Hahaa! I bet you didn’t expect a technical post today! Well, I enjoy the element of surprise now and again.
One of my newer readers, Eigen voiced a pretty common question about left hand technique: What is up with 1st finger in thumb position? It seems improbable that we should have to practically play on the nail to accomplish some of the chord shapes and dextrous scalar passages composers throw at us. But that is, by and large, exactly what we have to do.
I am a huge proponent of playing in position. That means that the arm should put the hand in a place where the notes are readily accessible and the fingers fall over the notes. Many students, even those of an advanced level, hold their arm (and thus, their hand) at an angle such that each finger they put on the fingerboard requires some sort of movement in the arm and often, a rotation in the wrist. So the arm is in one place when playing 1st finger, and a very different place when playing 3rd in the same position. Not only does this equate to the musical version of pin the tail on the donkey, but it also creates a certain frenetic energy of sound, technique, and approach in general. I, of course, am very sensitive to that because I am a recovering maniac myself and suffered from a lot of unpredictable intonation as a student.
It is possible to play in position once the thumb comes out from behind the neck, too. In fact, the sanctity of the flat arm-wrist-hand relationship should remain just as it was in lower positions, and is more crucial as the thumb comes into use. So first, here’s the general concept of the thumb position hand:
Cathy Graff always instilled in me the “C” shape of the hand in this position. It is a strong shape, and it allows the fingers to drape over where the notes are located. Remember this about thumb position: if a piece asks us to play up there, it’s probably not the kind of piece where you can take a lot of time to readjust your position, nor will it reward you for using second rate technique to try and get around a difficult passage. Playing with clean technique may feel alien and take getting used to, but you know my thoughts: the long road is the short cut. Practice bockety technique for years and you’ll still have to come around to the more conventional shape eventually.
------------------------------------------------------------
*List of tasks*:
A. In the post on thumb position technique, why should a player use clean technique in thumb position rather than find a way around a difficult passage? Answer in one to three sentences.
B. Reproduce the part of the post on thumb position technique starting with "One of my newer" and going on through "have to do.".

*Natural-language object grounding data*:
------------------------------------------------------------
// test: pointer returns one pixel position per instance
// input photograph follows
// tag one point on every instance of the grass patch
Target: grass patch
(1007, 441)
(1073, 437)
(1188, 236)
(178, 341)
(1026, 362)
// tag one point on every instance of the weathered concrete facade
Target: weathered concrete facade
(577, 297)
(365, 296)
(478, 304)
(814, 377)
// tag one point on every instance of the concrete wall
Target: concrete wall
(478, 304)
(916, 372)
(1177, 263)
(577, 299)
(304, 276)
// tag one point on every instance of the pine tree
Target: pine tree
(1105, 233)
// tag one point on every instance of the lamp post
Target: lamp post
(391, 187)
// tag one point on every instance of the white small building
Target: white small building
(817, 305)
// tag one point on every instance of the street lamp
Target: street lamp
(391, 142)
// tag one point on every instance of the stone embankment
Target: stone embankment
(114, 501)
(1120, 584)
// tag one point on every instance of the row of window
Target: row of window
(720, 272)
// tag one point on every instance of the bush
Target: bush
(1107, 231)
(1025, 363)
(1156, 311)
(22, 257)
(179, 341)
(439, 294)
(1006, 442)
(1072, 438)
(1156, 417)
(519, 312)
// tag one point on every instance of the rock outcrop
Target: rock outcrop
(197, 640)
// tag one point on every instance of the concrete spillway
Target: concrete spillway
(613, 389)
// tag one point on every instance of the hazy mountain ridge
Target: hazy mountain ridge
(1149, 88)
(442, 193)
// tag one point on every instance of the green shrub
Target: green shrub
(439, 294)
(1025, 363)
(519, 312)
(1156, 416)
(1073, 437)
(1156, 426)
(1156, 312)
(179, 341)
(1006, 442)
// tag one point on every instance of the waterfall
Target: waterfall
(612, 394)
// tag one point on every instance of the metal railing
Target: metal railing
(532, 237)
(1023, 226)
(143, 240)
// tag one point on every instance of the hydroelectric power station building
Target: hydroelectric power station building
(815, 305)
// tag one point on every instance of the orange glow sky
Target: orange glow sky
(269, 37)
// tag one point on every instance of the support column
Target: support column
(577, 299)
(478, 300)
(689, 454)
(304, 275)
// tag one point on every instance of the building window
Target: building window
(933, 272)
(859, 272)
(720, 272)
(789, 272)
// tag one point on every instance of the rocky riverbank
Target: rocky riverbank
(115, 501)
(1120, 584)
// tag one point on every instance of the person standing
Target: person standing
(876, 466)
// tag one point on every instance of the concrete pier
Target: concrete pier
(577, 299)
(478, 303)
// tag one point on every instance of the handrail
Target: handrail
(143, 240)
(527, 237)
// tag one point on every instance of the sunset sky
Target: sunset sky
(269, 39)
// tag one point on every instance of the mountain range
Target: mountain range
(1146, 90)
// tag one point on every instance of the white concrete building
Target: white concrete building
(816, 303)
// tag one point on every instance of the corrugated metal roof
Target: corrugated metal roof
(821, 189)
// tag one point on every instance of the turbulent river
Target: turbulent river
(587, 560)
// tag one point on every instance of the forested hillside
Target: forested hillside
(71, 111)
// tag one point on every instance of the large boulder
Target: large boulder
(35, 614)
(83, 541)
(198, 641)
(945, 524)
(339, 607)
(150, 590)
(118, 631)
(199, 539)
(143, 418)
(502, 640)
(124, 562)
------------------------------------------------------------
*Answers to the exercise*:
A. A piece that asks the player to go up into thumb position probably leaves little time to readjust the hand's position. It also won't reward second-rate technique used to get around a difficult passage.

B.
One of my newer readers, Eigen voiced a pretty common question about left hand technique: What is up with 1st finger in thumb position? It seems improbable that we should have to practically play on the nail to accomplish some of the chord shapes and dextrous scalar passages composers throw at us. But that is, by and large, exactly what we have to do.